• Problem to solve:
Please report every line of the items below that contains the word "dirt", treating uppercase and lowercase as different.

--*--

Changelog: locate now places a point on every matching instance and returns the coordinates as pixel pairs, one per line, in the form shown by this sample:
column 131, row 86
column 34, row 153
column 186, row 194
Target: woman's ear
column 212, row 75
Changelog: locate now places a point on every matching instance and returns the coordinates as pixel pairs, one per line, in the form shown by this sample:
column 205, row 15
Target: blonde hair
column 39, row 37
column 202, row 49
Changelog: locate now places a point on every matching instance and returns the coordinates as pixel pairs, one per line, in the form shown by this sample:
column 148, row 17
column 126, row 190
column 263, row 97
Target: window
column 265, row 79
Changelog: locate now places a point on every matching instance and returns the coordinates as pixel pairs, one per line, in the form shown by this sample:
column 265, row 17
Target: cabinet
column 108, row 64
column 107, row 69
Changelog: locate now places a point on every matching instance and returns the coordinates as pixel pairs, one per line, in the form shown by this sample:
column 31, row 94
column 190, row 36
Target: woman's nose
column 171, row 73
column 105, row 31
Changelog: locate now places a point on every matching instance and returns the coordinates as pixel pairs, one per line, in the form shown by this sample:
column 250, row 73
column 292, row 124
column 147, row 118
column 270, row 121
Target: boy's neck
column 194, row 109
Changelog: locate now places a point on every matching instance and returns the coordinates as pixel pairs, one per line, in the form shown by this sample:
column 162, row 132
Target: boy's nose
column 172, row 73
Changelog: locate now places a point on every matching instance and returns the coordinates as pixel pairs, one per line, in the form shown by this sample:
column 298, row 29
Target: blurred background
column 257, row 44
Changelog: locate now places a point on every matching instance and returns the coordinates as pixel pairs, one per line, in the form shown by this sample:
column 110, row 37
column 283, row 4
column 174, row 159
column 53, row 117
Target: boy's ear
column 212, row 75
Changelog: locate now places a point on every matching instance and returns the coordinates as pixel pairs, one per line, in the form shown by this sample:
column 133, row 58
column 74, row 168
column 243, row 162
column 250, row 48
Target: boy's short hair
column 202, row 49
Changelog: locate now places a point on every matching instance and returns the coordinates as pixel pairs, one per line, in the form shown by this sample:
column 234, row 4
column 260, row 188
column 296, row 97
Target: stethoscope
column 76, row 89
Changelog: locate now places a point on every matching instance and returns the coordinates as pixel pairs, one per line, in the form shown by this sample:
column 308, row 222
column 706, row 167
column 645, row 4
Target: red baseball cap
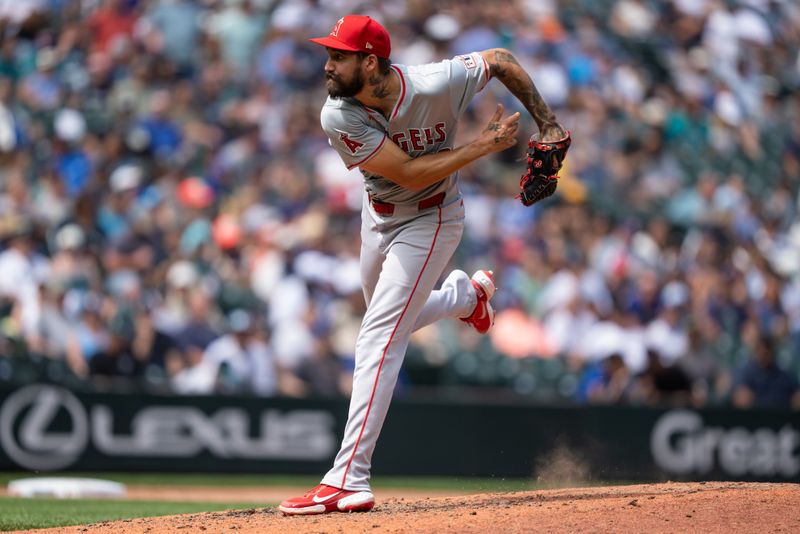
column 358, row 33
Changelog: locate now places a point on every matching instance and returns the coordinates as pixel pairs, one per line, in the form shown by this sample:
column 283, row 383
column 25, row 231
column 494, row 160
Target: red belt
column 387, row 208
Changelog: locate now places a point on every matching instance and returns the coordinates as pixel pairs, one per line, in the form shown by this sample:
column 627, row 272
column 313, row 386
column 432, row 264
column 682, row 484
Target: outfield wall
column 47, row 428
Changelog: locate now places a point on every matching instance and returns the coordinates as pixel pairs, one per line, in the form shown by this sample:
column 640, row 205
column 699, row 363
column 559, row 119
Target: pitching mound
column 723, row 507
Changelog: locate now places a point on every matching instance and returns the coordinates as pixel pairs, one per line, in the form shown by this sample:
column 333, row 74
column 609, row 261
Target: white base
column 66, row 488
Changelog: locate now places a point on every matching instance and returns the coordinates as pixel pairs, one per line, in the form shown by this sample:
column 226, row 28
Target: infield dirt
column 708, row 507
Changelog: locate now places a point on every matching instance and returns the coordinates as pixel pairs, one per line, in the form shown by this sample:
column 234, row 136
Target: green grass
column 21, row 514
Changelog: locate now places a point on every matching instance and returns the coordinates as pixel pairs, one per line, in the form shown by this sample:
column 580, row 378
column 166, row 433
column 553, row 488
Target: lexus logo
column 26, row 428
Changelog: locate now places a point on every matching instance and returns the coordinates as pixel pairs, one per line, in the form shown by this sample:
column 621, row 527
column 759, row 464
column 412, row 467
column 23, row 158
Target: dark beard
column 338, row 89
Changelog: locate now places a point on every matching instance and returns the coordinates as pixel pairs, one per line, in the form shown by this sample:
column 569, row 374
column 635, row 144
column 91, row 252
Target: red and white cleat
column 482, row 317
column 324, row 499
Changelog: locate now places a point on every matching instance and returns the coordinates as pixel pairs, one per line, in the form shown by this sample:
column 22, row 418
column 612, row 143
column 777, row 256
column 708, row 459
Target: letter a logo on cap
column 335, row 30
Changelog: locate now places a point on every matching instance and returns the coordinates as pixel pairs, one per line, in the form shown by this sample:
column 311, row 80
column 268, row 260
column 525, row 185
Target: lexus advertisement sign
column 48, row 428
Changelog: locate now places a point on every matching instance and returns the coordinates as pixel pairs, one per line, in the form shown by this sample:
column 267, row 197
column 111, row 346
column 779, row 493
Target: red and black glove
column 544, row 162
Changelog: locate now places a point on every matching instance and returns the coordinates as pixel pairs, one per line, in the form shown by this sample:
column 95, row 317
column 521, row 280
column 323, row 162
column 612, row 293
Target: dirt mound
column 721, row 507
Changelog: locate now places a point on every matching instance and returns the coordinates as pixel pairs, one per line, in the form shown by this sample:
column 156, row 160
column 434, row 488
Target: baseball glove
column 544, row 162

--*--

• Exercise answer:
Target: infield dirt
Target: dirt mound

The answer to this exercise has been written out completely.